INSTRUCTIONS TO FOLLOW:
Exactly reproduce the line that contains "task: segment the lifeguard tower" and all lines after it in the entries below, through the very last line.

PROVIDED RECORDS:

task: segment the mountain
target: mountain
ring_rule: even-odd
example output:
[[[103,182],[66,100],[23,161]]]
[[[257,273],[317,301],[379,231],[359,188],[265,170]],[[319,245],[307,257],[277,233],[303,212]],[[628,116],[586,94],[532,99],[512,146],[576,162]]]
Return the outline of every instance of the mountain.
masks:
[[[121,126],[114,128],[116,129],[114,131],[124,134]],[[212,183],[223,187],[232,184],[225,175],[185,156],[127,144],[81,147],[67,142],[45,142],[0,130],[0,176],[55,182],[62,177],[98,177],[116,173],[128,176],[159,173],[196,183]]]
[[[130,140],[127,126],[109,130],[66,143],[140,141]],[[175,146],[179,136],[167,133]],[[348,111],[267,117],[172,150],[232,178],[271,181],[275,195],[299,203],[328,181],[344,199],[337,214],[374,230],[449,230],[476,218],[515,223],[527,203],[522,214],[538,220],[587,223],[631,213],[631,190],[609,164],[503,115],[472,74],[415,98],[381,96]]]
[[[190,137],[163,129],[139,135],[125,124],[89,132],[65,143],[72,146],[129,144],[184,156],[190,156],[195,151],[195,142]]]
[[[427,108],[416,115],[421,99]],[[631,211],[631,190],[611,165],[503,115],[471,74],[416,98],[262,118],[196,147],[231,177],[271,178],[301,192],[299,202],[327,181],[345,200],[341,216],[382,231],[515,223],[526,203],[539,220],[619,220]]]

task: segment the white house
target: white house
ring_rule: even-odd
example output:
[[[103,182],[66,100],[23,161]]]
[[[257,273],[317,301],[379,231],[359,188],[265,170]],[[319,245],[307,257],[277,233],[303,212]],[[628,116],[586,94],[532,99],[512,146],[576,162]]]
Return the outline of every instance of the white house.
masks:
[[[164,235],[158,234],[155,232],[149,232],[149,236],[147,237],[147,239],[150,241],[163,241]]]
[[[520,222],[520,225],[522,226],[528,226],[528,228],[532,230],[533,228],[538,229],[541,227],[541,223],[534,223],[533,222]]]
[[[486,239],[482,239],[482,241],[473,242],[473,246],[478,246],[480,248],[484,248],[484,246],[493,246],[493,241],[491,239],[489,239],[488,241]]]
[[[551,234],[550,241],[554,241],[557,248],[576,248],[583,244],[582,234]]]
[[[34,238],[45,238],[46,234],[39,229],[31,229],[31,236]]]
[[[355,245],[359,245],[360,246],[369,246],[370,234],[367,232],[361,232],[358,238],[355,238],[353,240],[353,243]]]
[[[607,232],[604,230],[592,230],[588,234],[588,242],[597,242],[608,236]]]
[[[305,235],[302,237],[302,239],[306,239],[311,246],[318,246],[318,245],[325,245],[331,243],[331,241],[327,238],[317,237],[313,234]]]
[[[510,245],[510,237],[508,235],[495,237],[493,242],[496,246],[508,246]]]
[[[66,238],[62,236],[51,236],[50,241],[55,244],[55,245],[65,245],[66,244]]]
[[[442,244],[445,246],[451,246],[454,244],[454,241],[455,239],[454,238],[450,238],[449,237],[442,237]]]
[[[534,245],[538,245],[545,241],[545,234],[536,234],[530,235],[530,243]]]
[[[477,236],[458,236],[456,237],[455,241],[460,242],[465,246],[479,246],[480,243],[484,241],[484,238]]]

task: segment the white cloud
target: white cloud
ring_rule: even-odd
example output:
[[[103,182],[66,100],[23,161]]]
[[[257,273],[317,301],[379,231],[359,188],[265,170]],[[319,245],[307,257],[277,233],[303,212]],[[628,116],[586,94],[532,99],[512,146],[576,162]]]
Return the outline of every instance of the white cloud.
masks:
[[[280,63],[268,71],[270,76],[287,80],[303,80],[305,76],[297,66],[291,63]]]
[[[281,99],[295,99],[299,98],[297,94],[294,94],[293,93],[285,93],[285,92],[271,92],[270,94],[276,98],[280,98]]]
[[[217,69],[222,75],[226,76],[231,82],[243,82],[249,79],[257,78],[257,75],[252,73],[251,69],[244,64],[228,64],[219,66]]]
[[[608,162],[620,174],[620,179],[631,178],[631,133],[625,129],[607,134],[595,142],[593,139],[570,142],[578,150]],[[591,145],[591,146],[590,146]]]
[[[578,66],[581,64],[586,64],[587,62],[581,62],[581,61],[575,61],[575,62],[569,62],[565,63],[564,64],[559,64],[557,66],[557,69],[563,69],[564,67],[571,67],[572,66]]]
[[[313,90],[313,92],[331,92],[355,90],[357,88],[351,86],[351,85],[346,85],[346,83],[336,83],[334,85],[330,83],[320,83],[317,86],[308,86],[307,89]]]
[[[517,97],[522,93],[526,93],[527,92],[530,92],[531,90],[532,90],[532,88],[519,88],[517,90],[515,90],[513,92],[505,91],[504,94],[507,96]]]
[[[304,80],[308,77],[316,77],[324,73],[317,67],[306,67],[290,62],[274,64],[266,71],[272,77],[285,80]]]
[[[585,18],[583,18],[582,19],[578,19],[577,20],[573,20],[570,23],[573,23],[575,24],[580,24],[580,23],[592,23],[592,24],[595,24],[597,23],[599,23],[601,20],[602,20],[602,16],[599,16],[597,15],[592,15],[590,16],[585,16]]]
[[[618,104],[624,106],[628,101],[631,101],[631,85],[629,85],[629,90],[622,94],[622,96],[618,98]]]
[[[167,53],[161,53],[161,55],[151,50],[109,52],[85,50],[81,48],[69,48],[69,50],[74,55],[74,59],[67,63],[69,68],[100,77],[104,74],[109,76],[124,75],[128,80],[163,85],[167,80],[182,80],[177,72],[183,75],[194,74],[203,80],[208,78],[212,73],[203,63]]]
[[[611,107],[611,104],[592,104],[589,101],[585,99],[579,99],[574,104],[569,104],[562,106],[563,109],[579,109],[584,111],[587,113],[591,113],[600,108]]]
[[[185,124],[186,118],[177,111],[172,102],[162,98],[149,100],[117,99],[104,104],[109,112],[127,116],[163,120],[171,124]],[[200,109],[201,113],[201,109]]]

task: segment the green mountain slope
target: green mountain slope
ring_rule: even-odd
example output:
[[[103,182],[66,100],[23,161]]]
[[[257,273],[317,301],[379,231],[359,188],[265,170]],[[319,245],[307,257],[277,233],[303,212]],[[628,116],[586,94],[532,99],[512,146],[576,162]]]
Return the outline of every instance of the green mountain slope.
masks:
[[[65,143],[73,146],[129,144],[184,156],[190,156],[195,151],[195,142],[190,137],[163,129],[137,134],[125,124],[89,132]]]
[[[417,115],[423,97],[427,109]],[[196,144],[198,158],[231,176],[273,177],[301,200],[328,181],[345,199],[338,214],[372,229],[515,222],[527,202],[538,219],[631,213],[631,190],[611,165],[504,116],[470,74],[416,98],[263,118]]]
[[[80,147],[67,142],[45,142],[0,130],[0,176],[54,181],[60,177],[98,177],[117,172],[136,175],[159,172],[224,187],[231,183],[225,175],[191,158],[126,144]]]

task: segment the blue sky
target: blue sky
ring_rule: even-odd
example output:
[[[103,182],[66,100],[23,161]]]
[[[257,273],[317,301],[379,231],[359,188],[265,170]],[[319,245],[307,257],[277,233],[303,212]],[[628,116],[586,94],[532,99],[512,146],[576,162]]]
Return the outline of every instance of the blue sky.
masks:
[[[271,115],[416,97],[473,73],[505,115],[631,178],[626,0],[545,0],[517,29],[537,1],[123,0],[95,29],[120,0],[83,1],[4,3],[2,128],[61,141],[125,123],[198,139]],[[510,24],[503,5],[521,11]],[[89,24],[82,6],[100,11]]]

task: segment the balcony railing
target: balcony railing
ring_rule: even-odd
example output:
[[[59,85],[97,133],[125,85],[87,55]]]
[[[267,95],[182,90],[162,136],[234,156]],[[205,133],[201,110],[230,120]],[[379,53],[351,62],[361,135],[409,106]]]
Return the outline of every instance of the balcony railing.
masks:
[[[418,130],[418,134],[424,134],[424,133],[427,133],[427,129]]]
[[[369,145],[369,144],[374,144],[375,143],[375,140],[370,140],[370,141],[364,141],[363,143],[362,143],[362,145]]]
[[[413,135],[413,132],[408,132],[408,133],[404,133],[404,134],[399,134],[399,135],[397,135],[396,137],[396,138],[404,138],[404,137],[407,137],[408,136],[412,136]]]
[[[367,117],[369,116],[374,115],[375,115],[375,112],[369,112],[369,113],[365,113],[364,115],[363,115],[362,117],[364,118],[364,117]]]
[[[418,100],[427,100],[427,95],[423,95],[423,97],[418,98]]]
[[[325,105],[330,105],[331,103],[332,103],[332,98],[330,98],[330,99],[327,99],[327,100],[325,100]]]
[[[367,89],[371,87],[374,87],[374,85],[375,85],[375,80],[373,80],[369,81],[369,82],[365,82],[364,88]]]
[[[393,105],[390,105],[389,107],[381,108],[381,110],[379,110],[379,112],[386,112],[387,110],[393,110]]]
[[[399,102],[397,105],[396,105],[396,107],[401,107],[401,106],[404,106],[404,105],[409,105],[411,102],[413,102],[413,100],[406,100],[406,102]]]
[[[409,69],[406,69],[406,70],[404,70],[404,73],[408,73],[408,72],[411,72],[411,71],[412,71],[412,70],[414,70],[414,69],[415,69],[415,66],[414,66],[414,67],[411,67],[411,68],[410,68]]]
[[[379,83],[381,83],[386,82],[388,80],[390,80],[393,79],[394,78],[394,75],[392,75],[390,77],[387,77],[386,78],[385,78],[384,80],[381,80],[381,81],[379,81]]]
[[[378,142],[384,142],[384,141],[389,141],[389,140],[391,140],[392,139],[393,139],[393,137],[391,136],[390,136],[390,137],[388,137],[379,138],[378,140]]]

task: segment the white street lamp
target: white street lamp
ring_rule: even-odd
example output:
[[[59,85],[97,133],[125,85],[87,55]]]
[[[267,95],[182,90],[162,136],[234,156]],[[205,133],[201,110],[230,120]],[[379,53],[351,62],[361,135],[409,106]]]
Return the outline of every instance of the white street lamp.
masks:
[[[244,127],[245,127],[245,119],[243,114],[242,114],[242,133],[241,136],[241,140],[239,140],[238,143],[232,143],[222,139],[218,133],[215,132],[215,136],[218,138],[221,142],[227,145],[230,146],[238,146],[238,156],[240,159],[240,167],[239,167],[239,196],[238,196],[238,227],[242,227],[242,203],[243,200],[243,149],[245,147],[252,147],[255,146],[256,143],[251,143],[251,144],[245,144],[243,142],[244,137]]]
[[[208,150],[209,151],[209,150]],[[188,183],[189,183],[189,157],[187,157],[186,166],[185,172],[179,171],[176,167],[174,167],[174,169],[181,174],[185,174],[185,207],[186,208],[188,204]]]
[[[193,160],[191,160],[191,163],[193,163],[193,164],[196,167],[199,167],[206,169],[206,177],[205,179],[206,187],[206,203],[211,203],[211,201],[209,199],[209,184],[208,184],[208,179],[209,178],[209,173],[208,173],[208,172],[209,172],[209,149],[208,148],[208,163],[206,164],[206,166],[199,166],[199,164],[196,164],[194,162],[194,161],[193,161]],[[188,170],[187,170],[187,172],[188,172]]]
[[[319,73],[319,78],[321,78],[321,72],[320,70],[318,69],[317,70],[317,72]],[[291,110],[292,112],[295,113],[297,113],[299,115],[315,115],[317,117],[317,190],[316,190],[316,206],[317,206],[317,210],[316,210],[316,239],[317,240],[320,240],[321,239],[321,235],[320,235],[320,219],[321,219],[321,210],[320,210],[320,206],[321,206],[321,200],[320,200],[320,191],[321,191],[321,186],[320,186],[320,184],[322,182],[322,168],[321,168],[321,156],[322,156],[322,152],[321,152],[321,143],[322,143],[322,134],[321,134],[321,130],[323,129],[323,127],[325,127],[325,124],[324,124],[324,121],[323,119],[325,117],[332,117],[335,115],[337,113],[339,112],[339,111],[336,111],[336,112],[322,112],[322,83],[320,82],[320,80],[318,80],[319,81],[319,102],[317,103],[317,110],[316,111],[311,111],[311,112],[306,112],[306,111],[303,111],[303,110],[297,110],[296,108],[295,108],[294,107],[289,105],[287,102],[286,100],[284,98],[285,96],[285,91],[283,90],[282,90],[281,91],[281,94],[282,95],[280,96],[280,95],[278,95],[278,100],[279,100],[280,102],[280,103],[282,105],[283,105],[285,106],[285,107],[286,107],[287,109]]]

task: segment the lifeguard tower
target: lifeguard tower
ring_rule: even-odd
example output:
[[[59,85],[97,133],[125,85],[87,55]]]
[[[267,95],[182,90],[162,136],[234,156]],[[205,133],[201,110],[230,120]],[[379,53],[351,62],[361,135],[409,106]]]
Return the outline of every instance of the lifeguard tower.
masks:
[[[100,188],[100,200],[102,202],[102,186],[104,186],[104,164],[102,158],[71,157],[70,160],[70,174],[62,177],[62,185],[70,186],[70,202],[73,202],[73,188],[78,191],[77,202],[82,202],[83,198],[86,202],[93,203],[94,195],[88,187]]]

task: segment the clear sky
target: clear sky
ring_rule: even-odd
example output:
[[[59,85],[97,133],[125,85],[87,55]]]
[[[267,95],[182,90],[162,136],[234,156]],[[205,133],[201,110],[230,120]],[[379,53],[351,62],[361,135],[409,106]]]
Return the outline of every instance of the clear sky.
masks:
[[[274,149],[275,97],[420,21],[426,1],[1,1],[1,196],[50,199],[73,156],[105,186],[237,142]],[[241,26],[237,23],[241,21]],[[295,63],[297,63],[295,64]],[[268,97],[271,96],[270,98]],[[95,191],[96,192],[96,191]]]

EXERCISE RESULT:
task: segment the lifeguard tower
target: lifeguard tower
ring_rule: even-odd
example output:
[[[59,85],[97,133],[125,85],[87,55]]]
[[[267,95],[182,90],[162,136],[234,156]],[[205,133],[201,110],[230,120]],[[379,53],[351,62],[361,135],[409,106]]]
Return the outline of every instance of the lifeguard tower.
masks:
[[[100,188],[100,200],[102,202],[102,186],[104,186],[104,164],[102,158],[71,157],[70,160],[70,174],[62,177],[62,185],[70,186],[70,202],[73,202],[73,188],[78,191],[77,202],[82,202],[83,198],[86,202],[93,203],[94,195],[88,187]]]

task: segment the clear sky
target: clear sky
ring_rule: even-odd
example output:
[[[59,85],[97,133],[125,85],[87,55]]]
[[[267,95],[182,90],[162,136],[234,156]],[[205,133],[201,110],[230,120]],[[379,53],[351,62],[361,135],[409,106]]]
Return the outline of every instance of the clear sky.
masks:
[[[274,149],[275,97],[420,21],[426,1],[1,1],[1,196],[50,199],[73,156],[105,186],[237,142]],[[241,26],[237,23],[241,21]],[[295,63],[297,63],[295,64]],[[268,97],[271,96],[270,98]],[[95,191],[96,192],[96,191]]]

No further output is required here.